* **STATED GOAL**
Update the lines starting with the line with "the wall-mounted dispenser" and going on through the line with "the numeral ix", both included, by replacing "Shelf-audit ticket" with "Inventory check". Give back only those lines, with everything else unchanged.

* **Records from a point labeling set**
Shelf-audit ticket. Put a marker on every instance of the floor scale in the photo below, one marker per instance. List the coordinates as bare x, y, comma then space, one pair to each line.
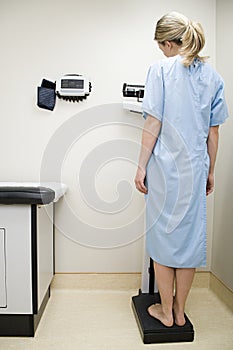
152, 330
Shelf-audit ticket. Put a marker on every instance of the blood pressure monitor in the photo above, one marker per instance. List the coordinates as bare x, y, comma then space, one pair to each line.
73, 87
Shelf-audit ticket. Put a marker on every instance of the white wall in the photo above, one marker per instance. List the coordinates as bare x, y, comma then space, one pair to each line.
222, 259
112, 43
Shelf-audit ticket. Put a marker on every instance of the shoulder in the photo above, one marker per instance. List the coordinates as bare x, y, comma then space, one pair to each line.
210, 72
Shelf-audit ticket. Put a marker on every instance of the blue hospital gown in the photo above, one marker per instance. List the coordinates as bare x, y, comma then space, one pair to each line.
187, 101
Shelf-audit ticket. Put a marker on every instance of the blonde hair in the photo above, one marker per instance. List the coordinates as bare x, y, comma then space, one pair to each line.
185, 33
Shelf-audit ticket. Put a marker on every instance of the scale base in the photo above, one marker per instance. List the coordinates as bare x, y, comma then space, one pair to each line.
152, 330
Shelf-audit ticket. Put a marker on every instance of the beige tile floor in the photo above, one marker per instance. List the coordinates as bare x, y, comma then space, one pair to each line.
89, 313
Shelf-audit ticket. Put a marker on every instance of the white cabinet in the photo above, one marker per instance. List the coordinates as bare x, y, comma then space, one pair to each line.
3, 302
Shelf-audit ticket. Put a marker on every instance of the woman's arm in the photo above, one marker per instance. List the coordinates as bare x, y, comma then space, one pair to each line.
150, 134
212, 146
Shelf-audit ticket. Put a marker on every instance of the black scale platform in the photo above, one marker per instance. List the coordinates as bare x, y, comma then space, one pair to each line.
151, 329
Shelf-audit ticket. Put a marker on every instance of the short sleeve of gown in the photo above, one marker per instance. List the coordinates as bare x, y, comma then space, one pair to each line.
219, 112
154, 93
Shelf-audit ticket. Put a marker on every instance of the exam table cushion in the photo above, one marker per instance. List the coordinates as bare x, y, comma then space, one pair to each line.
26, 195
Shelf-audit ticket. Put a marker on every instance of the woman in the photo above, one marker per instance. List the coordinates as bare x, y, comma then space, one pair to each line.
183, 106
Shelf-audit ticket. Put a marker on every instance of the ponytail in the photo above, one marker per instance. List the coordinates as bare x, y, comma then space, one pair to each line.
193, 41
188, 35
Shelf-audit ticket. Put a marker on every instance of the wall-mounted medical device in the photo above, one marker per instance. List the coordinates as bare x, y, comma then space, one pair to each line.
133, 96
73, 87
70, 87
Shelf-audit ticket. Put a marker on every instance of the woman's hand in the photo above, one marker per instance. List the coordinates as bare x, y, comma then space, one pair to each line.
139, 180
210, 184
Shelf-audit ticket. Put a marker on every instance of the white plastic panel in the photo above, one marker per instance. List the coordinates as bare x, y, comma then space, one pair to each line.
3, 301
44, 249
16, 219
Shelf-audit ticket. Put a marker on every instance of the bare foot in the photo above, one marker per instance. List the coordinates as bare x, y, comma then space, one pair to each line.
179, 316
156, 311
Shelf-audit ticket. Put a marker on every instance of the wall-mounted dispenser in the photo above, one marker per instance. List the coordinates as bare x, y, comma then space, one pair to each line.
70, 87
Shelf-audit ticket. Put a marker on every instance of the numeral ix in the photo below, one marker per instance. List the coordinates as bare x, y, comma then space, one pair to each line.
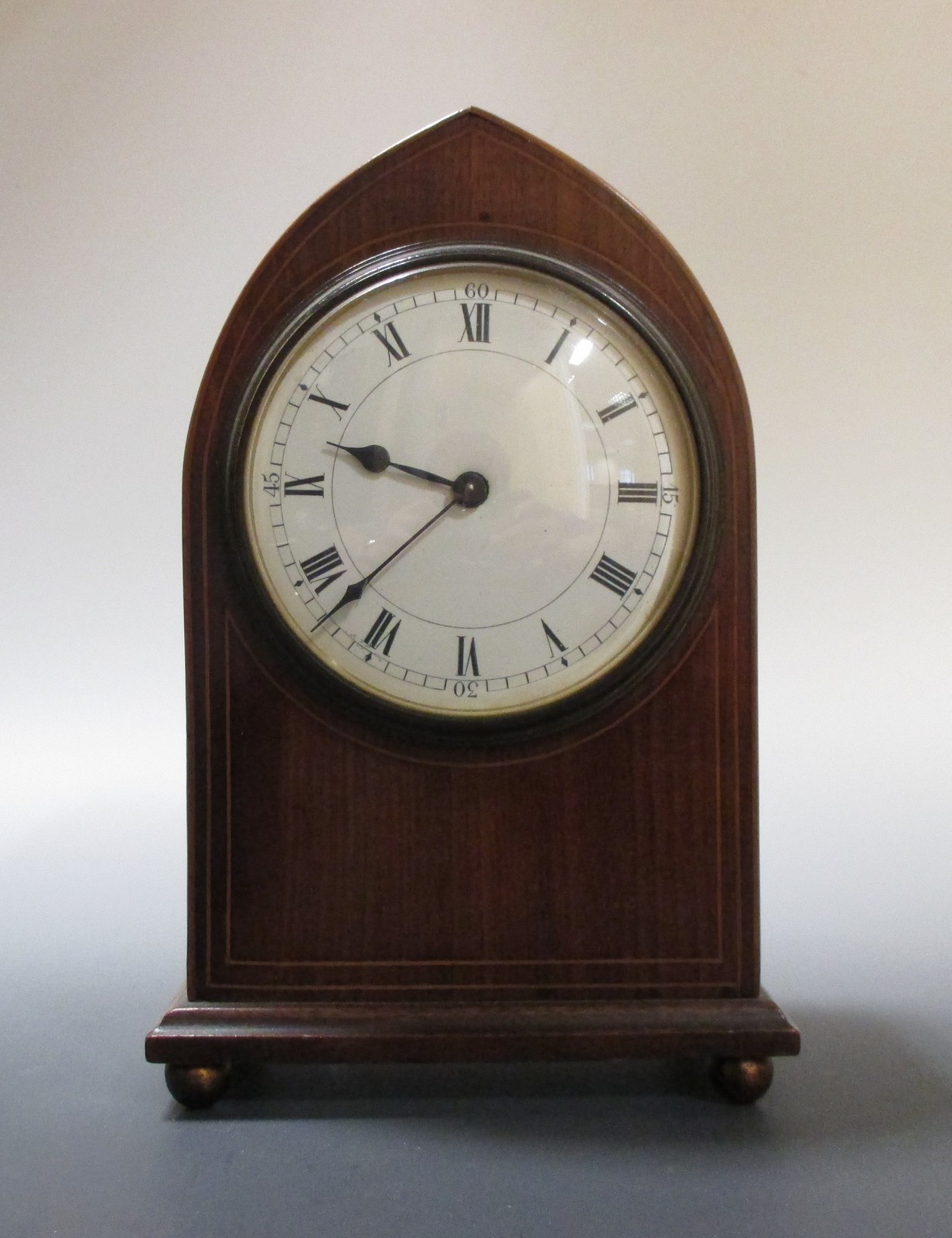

* * *

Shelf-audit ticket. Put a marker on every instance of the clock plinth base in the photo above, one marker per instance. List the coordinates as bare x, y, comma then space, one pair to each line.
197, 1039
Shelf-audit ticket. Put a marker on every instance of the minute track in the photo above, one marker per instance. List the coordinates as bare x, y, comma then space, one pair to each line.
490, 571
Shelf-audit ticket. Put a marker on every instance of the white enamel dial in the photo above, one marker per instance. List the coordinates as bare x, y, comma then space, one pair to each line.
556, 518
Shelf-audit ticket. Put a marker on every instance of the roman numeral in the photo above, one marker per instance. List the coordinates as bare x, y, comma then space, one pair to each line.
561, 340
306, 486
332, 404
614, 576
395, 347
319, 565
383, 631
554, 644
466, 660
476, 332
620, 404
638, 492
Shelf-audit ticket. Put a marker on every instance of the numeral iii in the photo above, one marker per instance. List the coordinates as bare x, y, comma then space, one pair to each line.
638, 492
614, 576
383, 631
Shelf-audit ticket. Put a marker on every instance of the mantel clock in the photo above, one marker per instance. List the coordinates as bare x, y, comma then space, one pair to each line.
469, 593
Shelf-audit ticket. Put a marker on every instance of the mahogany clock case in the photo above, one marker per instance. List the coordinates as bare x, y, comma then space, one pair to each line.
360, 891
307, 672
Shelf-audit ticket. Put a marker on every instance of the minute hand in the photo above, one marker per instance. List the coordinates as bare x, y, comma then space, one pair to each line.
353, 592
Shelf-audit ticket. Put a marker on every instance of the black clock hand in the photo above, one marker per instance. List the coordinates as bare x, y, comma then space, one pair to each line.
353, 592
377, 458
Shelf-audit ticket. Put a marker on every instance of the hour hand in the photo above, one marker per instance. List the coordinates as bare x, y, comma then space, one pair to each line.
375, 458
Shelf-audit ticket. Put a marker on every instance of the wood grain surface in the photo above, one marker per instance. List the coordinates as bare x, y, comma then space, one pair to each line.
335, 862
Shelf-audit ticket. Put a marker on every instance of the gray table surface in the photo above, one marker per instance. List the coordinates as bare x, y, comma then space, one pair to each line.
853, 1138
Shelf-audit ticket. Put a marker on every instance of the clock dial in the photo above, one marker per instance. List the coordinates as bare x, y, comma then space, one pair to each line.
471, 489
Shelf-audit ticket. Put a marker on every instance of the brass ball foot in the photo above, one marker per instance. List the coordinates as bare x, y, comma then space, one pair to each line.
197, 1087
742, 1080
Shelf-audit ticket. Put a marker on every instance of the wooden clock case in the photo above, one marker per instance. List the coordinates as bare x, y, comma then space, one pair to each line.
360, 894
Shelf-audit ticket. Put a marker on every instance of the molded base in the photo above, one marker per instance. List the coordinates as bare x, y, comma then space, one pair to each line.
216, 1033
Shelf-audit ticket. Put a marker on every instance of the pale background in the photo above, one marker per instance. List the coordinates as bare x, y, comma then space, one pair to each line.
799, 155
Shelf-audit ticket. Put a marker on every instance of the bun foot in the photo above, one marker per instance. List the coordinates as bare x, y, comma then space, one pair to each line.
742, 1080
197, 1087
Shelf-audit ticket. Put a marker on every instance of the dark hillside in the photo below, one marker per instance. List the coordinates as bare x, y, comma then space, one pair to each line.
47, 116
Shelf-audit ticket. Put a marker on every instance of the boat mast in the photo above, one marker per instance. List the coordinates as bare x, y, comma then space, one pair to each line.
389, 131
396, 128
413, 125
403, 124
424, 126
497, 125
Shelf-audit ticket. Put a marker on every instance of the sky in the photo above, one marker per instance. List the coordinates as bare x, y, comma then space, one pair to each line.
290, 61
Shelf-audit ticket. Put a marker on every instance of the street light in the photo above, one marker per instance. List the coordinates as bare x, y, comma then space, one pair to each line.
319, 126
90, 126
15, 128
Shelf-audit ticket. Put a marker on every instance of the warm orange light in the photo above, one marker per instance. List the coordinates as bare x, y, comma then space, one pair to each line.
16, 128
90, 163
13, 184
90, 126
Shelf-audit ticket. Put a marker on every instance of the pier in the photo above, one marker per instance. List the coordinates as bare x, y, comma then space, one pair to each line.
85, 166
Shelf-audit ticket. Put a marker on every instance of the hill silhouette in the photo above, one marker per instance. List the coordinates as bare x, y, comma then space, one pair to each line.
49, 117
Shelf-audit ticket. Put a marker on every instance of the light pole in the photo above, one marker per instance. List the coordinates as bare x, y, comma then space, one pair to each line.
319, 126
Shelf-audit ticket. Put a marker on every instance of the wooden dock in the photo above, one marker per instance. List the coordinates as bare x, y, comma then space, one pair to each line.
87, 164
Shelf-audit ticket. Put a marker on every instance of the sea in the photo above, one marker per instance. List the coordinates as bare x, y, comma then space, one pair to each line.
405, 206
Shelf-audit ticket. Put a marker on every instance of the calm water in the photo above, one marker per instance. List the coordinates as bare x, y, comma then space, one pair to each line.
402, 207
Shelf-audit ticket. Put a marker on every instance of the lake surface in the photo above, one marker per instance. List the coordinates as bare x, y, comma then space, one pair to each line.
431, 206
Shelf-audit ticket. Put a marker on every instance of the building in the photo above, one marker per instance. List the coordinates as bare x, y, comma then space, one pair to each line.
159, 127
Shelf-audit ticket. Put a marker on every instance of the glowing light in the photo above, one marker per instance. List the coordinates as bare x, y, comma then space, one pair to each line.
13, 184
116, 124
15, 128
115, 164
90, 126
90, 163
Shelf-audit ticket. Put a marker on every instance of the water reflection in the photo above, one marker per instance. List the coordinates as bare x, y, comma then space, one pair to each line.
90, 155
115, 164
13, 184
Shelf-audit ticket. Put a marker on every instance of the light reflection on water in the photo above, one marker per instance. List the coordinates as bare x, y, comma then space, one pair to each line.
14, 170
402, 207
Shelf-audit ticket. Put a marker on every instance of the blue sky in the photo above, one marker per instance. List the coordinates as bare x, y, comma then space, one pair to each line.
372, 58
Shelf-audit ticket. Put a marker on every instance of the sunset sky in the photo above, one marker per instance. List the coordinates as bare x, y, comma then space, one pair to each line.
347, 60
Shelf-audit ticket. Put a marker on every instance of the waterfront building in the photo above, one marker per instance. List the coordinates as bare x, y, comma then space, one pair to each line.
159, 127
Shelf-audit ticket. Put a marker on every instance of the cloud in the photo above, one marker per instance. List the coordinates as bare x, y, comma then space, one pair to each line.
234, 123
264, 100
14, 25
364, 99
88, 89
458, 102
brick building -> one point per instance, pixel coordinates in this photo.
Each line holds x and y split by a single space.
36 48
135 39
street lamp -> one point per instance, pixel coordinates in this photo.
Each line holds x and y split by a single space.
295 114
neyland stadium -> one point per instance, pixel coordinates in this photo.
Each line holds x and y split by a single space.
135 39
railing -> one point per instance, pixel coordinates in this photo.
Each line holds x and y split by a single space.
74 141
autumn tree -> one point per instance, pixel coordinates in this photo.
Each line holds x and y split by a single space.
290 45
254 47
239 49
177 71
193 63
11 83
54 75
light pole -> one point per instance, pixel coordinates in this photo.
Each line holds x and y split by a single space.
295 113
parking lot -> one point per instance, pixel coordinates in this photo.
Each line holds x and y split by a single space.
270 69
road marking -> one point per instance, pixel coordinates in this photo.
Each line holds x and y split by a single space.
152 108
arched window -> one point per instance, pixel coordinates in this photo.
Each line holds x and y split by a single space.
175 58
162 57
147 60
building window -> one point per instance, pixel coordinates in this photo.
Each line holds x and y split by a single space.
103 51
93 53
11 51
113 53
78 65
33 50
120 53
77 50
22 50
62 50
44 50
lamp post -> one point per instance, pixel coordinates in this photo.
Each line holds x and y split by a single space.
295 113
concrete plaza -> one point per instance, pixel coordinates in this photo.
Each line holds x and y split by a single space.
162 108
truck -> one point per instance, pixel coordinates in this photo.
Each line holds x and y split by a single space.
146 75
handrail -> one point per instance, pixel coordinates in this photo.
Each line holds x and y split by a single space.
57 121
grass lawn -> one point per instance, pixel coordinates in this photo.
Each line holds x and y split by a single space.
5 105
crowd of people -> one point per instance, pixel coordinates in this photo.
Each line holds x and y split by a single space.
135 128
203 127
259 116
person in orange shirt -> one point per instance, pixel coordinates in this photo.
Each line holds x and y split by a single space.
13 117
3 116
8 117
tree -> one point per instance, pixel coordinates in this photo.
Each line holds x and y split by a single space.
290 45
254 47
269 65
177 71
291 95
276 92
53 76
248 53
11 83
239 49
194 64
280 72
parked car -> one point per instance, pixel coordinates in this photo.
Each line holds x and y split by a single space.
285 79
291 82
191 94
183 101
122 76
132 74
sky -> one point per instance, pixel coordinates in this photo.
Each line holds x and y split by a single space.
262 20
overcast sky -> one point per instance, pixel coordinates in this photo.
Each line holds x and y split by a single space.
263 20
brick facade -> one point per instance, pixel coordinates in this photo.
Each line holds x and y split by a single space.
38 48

* **COMPLETE RESPONSE**
Inventory check. Put a marker on every instance of the wall-mounted dispenser in the photo above, one marker per instance. List the coordinates as bare x, y, comma then space, one pair to each line.
70, 87
Inventory check. Put a marker on every instance of the numeral ix in the photo below, one marker per instance. List the coordinates as bare x, y, comma then space, one pair to each line.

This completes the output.